Excerpted text:
What's the major difference between glove and word2vec? - machine-learning

What is the difference between word2vec and glove?
Are both the ways to train a word embedding? if yes then how can we use both?

Yes, they're both ways to train a word embedding. They both provide the same core output: one vector per word, with the vectors in a useful arrangement. That is, the vectors' relative distances/directions roughly correspond with human ideas of overall word relatedness, and even relatedness along certain salient semantic dimensions.
Word2Vec does incremental, 'sparse' training of a neural network, by repeatedly iterating over a training corpus.
GloVe works to fit vectors to model a giant word co-occurrence matrix built from the corpus.
Working from the same corpus, creating word-vectors of the same dimensionality, and devoting the same attention to meta-optimizations, the quality of their resulting word-vectors will be roughly similar. (When I've seen someone confidently claim one or the other is definitely better, they've often compared some tweaked/best-case use of one algorithm against some rough/arbitrary defaults of the other.)
I'm more familiar with Word2Vec, and my impression is that Word2Vec's training better scales to larger vocabularies, and has more tweakable settings that, if you have the time, might allow tuning your own trained word-vectors more to your specific application. (For example, using a small-versus-large window parameter can have a strong effect on whether a word's nearest-neighbors are 'drop-in replacement words' or more generally words-used-in-the-same-topics. Different downstream applications may prefer word-vectors that skew one way or the other.)
Conversely, some proponents of GLoVe tout that it does fairly well without needing metaparameter optimization.
You probably wouldn't use both, unless comparing them against each other, because they play the same role for any downstream applications of word-vectors.

Word2vec is a predictive model: trains by trying to predict a target word given a context (CBOW method) or the context words from the target (skip-gram method). It uses trainable embedding weights to map words to their corresponding embeddings, which are used to help the model make predictions. The loss function for training the model is related to how good the model’s predictions are, so as the model trains to make better predictions it will result in better embeddings.
The Glove is based on matrix factorization techniques on the word-context matrix. It first constructs a large matrix of (words x context) co-occurrence information, i.e. for each “word” (the rows), you count how frequently (matrix values) we see this word in some “context” (the columns) in a large corpus. The number of “contexts” would be very large, since it is essentially combinatorial in size. So we factorize this matrix to yield a lower-dimensional (word x features) matrix, where each row now yields a vector representation for each word. In general, this is done by minimizing a “reconstruction loss”. This loss tries to find the lower-dimensional representations which can explain most of the variance in the high-dimensional data.
Before GloVe, the algorithms of word representations can be divided into two main streams, the statistic-based (LDA) and learning-based (Word2Vec). LDA produces the low dimensional word vectors by singular value decomposition (SVD) on the co-occurrence matrix, while Word2Vec employs a three-layer neural network to do the center-context word pair classification task where word vectors are just the by-product.

Short exercise: List every word or phrase that the thread above on GloVe and word2vec places in quotation marks, single or double. Give each one only once.

Data excerpts:
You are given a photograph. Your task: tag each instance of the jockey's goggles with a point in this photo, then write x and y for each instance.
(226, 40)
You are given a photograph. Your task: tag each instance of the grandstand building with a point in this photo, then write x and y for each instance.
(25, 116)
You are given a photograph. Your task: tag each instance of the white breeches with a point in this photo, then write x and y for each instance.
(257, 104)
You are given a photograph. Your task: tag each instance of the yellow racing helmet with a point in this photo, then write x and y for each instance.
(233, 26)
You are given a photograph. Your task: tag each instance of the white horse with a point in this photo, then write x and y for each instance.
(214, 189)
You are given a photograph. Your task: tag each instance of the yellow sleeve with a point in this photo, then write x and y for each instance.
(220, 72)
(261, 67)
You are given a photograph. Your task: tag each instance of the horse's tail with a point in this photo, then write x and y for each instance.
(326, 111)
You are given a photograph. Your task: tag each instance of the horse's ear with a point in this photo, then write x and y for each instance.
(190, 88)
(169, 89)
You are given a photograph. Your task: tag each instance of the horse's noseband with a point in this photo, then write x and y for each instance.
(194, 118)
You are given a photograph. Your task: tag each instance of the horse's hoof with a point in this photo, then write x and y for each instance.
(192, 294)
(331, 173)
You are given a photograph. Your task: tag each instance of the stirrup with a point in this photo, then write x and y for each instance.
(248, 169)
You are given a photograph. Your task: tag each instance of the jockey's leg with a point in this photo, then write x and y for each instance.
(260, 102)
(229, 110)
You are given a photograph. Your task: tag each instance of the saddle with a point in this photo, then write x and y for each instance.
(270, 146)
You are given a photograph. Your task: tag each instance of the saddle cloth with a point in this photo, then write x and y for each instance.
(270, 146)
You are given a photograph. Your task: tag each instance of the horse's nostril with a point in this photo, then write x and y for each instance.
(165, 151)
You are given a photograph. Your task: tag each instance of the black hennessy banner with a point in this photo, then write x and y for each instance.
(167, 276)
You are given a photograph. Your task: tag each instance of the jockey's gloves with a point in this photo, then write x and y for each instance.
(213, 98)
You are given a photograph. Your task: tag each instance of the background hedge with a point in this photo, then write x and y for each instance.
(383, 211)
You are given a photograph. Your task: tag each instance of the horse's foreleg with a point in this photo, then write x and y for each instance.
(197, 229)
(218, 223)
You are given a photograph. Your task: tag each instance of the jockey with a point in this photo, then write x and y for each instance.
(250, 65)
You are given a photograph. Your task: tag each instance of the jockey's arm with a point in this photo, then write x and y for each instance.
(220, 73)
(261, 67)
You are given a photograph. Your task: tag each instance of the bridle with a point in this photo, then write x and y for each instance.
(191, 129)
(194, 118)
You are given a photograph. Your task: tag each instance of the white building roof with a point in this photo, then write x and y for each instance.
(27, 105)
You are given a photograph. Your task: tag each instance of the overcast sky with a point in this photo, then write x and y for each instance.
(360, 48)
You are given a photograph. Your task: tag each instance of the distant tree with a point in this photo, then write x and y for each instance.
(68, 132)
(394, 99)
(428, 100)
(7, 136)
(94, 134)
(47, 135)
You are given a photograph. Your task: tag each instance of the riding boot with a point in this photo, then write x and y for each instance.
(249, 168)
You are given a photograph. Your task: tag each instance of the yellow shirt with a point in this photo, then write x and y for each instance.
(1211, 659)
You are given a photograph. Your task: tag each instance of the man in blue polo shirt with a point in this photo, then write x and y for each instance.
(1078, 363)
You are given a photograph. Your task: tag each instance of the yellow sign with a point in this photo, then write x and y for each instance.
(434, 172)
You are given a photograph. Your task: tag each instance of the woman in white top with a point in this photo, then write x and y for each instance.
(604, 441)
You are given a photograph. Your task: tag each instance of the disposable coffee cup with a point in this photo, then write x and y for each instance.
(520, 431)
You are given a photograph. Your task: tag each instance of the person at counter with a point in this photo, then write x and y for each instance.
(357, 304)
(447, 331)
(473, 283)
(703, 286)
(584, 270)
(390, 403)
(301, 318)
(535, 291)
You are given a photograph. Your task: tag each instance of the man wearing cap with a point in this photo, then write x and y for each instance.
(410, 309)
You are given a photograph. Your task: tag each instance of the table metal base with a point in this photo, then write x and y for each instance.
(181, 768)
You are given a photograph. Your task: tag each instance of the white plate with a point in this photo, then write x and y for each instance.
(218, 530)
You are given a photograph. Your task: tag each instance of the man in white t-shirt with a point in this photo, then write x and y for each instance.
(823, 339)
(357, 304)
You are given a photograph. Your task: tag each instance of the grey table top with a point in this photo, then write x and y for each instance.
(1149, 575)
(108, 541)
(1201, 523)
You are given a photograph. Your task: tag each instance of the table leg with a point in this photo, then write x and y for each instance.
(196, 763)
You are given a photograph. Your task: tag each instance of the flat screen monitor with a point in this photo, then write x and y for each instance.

Written solution:
- sparse
- drop-in replacement words
- word
- context
- contexts
- reconstruction loss